*Problem description*
Render the lines from the line with "of the sandbar" to the line with "Query: cloudy sky", both included, as a JSON list of strings with one string per line, leaving out blank lines.

-- Begin Input data --

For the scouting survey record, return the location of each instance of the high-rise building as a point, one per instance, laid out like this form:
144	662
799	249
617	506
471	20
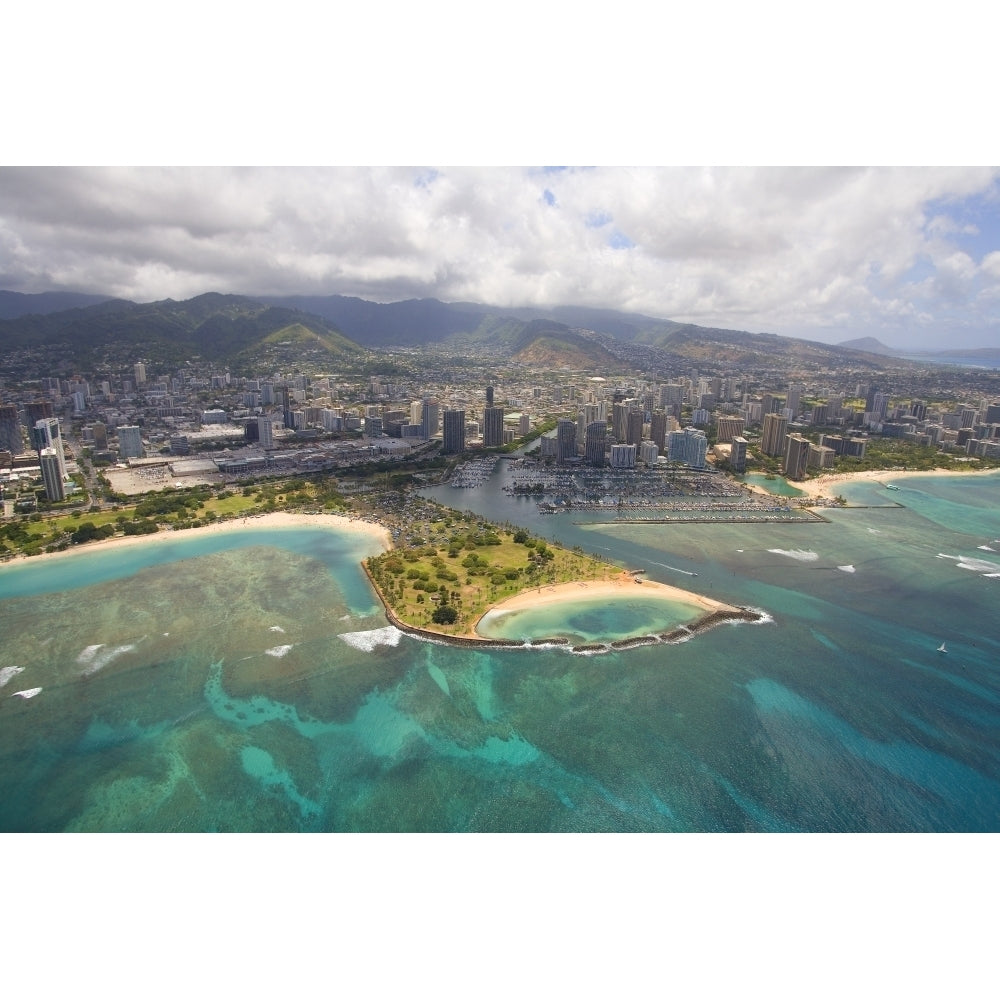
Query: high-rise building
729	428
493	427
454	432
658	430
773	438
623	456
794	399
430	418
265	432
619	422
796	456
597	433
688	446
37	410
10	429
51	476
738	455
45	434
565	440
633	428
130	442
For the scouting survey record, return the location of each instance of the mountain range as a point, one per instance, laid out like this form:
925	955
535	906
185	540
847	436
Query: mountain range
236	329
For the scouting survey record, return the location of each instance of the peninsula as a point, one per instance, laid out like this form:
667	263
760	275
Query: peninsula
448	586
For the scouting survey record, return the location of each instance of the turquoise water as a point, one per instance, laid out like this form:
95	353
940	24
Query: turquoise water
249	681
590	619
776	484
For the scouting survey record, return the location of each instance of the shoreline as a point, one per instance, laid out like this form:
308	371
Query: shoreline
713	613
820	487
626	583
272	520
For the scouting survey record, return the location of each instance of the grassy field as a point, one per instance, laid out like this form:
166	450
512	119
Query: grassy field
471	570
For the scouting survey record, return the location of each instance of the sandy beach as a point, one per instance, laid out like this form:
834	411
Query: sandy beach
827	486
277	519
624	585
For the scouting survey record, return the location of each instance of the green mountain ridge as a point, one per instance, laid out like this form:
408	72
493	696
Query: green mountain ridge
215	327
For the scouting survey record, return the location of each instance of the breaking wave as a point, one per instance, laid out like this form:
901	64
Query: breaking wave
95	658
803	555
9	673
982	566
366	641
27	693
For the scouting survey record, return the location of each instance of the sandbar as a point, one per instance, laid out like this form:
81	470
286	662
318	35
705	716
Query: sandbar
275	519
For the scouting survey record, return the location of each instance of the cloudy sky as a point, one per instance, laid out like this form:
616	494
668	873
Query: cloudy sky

-- End Input data --
-- Begin Input data --

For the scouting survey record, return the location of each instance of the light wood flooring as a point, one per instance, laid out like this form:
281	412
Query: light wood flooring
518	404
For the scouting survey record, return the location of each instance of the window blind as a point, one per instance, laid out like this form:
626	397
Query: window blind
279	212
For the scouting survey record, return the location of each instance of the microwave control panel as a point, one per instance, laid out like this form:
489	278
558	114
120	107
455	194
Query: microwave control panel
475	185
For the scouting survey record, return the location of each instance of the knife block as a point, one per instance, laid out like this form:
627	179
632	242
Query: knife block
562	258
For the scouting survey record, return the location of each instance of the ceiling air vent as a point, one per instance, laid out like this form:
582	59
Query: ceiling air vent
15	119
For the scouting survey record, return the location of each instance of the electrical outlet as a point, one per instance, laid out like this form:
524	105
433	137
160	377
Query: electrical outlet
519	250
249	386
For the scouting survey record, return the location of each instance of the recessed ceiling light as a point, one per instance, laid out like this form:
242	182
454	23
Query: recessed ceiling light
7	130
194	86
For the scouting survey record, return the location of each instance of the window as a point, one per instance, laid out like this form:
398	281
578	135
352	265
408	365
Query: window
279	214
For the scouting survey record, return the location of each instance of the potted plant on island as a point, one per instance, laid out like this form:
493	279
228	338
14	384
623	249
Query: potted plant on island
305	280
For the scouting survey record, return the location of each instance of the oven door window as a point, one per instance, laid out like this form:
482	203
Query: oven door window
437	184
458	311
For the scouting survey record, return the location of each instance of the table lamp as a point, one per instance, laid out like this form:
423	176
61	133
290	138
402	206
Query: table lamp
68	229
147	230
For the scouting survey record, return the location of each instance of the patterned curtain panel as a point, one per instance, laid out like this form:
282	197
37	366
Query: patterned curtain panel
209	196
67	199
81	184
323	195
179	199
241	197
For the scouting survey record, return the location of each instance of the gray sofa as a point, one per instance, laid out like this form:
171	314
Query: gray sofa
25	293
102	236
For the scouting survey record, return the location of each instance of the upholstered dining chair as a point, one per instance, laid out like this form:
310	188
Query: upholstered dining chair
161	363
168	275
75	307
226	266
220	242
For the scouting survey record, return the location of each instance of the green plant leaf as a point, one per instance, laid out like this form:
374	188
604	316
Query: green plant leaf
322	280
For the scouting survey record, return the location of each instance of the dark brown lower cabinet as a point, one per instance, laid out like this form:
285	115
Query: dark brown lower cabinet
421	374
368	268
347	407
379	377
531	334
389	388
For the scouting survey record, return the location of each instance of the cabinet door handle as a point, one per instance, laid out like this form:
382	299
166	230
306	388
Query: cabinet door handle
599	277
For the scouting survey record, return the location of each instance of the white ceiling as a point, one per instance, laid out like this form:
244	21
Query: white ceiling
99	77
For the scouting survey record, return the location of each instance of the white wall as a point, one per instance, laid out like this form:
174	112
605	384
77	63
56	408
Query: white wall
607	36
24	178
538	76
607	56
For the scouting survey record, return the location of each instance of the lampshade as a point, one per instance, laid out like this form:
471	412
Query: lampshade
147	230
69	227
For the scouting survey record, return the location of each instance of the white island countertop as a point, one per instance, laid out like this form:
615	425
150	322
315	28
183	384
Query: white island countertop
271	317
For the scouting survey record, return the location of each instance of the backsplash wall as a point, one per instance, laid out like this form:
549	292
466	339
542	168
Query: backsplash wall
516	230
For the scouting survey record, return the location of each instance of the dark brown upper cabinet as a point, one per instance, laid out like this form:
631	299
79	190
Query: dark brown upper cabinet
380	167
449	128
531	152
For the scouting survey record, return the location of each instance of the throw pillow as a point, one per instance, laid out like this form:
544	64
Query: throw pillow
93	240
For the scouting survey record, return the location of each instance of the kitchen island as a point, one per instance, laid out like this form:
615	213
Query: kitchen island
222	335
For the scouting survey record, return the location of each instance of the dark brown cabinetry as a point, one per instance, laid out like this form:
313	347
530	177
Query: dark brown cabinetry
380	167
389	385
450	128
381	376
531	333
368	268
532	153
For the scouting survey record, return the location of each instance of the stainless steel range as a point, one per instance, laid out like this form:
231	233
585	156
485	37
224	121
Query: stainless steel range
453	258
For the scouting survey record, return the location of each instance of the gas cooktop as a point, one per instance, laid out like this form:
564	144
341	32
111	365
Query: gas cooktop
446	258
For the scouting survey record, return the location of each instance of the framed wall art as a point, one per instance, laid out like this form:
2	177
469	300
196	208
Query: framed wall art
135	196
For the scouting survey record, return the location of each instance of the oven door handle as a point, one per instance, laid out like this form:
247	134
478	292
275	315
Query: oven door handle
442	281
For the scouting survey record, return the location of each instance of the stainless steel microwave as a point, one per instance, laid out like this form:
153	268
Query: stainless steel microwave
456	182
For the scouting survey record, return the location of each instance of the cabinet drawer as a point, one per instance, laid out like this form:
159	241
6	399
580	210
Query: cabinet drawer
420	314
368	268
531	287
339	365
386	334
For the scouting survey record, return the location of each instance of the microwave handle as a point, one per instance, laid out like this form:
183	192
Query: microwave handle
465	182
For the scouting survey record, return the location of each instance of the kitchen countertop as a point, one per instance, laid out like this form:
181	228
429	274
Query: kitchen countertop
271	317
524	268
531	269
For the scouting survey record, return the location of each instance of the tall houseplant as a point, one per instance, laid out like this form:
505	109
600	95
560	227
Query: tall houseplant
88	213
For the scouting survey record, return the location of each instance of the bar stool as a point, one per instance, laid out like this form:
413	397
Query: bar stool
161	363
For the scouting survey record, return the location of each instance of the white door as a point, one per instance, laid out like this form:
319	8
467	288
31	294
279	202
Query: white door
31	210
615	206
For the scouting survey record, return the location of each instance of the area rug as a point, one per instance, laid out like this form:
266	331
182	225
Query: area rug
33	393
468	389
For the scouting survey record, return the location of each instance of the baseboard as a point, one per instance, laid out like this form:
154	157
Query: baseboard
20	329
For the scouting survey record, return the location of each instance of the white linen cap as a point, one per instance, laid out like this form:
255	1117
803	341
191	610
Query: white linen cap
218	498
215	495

-- End Input data --

*Completed task*
[
  "For the scouting survey record, return the location of each instance of the sandbar as a point, one per instance, laid out like this form:",
  "81\t470",
  "286\t662",
  "318\t35",
  "705\t716",
  "Query: sandbar",
  "275\t519",
  "For the scouting survey record, return the location of each instance of the cloudy sky as a point, one per instance, laid out like this form:",
  "616\t494",
  "668\t873",
  "Query: cloudy sky"
]